Keyword search on "below": report each line of the records that contains it.

*** EXERCISE MATERIALS ***

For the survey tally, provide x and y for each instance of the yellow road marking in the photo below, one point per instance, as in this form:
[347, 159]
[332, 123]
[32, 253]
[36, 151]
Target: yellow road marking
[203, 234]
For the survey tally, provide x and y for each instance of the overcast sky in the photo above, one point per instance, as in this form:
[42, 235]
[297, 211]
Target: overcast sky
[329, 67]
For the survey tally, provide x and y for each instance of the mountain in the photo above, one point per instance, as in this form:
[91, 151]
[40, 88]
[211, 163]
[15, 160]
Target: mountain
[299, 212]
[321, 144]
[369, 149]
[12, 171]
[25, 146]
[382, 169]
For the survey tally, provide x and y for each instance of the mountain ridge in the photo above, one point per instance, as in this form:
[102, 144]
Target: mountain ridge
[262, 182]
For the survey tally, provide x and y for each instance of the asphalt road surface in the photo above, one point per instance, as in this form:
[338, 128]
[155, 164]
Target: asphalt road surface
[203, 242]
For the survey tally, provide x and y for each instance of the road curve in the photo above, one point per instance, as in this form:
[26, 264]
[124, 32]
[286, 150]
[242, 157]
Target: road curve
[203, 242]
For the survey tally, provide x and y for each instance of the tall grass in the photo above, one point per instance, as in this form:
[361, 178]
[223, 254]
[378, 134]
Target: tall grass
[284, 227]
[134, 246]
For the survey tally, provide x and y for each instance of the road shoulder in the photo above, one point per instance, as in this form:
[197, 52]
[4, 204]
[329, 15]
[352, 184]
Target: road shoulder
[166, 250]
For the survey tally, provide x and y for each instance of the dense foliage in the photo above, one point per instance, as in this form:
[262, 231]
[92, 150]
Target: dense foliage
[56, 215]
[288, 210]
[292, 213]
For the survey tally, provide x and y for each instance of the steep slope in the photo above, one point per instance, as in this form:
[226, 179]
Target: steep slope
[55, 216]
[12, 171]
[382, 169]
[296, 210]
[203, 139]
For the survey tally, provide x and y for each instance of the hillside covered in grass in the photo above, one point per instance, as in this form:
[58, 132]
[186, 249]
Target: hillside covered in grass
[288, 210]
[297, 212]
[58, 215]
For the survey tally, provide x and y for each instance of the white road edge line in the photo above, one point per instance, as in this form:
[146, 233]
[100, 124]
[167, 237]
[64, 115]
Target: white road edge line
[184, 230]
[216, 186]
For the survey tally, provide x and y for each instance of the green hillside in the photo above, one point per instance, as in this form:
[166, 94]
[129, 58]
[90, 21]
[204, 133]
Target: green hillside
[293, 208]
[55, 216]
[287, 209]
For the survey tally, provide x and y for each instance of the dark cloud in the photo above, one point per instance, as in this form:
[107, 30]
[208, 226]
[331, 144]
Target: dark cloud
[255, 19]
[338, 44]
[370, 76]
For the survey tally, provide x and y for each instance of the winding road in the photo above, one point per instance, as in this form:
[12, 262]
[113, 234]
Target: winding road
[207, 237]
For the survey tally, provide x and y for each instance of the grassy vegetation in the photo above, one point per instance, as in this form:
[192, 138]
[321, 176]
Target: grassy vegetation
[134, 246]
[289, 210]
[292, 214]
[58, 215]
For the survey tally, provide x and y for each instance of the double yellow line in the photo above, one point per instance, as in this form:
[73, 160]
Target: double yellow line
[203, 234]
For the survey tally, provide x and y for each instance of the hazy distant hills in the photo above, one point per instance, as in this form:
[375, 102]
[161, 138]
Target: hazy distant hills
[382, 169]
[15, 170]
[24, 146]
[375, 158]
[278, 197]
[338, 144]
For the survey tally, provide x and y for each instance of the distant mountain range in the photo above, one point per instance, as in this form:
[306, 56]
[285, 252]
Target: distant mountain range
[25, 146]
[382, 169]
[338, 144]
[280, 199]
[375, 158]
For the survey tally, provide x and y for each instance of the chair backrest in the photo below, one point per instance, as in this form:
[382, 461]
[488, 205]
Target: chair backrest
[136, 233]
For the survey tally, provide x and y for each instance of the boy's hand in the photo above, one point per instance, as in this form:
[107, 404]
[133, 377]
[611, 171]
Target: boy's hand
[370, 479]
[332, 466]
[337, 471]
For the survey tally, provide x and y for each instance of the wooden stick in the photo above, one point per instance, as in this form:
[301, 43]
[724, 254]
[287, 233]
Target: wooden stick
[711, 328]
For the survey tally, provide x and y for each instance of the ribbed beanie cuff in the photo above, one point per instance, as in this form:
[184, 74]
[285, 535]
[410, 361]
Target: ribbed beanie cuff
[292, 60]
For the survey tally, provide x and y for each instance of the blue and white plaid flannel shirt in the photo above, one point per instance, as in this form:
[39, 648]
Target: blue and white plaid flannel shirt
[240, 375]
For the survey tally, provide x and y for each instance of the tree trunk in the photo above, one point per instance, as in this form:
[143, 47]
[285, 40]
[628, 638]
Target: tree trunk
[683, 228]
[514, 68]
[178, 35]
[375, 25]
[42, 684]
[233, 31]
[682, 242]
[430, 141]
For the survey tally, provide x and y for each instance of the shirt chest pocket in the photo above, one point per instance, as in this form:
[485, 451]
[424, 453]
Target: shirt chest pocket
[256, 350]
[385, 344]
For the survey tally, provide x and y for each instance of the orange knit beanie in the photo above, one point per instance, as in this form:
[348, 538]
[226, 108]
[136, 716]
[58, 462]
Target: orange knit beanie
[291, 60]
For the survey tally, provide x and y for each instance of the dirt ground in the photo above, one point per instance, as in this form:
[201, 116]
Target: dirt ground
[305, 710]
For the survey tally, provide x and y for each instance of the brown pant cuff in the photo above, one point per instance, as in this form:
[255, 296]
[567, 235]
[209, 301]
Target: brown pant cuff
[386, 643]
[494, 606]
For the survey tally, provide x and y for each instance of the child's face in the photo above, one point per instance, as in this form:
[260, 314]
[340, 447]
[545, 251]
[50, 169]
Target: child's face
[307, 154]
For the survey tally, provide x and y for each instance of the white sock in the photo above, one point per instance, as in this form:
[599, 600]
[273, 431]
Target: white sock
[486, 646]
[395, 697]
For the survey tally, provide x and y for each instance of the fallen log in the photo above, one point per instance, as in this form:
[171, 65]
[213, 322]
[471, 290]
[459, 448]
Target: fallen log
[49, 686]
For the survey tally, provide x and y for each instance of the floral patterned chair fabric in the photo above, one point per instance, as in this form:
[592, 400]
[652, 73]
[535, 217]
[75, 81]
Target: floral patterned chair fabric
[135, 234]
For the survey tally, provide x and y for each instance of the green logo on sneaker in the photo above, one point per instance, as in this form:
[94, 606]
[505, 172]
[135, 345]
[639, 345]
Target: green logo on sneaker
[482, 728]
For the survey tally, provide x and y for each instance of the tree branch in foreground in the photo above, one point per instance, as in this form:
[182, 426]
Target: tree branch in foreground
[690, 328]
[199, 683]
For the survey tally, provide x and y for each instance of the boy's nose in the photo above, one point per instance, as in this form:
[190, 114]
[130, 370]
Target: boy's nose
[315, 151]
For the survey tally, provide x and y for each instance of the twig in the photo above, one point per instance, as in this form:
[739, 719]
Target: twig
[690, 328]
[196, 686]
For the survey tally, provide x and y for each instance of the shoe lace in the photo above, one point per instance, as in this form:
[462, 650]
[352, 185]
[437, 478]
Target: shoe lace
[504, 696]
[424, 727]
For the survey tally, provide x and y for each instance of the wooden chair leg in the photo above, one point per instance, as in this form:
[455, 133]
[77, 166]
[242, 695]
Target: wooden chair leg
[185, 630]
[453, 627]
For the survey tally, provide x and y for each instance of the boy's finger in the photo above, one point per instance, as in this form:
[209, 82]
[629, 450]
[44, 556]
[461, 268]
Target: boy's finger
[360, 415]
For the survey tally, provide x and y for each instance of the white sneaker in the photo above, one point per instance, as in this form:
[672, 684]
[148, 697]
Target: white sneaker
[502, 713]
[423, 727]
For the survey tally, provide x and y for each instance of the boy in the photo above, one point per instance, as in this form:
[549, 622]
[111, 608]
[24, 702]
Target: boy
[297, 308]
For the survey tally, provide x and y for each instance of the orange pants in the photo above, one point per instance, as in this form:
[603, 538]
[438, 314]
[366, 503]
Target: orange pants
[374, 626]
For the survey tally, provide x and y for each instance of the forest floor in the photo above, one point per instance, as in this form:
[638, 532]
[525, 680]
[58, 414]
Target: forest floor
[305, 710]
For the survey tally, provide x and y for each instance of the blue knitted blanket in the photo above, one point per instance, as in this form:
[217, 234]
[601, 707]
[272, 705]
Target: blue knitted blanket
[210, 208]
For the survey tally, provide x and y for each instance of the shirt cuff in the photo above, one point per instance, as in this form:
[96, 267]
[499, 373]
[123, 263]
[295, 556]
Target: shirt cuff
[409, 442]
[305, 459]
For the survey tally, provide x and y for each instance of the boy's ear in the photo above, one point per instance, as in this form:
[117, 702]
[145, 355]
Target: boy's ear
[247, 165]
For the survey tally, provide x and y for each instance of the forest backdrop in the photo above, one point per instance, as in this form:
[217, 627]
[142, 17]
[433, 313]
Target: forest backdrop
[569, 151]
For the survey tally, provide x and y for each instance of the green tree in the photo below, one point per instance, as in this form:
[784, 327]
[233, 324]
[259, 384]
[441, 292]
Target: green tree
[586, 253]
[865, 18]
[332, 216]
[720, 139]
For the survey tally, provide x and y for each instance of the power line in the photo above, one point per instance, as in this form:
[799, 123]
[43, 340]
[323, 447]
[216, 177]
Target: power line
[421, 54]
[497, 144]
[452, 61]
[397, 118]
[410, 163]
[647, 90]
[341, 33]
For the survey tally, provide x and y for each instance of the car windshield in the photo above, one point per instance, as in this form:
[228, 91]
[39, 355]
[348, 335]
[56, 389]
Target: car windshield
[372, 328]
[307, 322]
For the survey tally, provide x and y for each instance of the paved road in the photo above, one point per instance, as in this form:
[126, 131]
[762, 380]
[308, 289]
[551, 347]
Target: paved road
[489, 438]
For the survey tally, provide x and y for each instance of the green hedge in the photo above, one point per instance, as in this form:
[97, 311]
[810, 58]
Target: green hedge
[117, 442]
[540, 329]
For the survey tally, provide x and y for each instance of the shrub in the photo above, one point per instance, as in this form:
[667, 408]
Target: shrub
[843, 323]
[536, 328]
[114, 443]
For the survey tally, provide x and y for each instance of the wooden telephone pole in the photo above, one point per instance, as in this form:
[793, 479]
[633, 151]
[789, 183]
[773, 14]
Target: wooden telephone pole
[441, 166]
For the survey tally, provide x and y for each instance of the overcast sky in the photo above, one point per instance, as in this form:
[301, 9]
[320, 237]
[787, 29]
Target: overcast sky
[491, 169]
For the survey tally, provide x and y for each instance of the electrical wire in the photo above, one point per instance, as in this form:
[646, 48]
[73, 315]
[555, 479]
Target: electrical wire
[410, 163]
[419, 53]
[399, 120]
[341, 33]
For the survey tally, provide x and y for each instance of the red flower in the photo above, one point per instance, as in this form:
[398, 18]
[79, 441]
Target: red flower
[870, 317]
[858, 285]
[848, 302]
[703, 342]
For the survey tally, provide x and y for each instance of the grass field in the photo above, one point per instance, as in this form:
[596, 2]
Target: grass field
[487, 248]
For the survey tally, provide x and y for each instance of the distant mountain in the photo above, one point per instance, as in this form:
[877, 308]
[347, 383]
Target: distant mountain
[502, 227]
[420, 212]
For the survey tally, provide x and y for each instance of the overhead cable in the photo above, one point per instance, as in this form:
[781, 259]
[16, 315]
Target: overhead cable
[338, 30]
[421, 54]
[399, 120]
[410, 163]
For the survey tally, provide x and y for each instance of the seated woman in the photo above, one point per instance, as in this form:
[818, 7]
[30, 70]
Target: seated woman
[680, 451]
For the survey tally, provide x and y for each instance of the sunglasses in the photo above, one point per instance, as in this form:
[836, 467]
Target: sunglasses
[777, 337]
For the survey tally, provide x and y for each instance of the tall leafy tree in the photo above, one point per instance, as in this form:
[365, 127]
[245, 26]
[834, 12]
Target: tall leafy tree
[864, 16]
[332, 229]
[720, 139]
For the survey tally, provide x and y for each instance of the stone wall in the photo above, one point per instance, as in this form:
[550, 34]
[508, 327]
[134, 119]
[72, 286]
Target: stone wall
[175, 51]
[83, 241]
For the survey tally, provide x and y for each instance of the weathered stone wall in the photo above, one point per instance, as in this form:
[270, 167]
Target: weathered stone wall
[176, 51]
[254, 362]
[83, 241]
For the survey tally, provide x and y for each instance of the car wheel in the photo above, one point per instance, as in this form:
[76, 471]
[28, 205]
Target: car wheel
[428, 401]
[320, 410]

***

SOLUTION TO THE PROBLEM -
For the survey tally, provide x and y for each instance of the yellow road marking in the photo below, one point per instance, as in this form:
For the survey tally, provide x and y for each instance of the chair backrest in the photo below, one point per instance, as in this form:
For the survey tally, provide x and y for each instance of the green tree in the photo below, one point per instance, as in this form:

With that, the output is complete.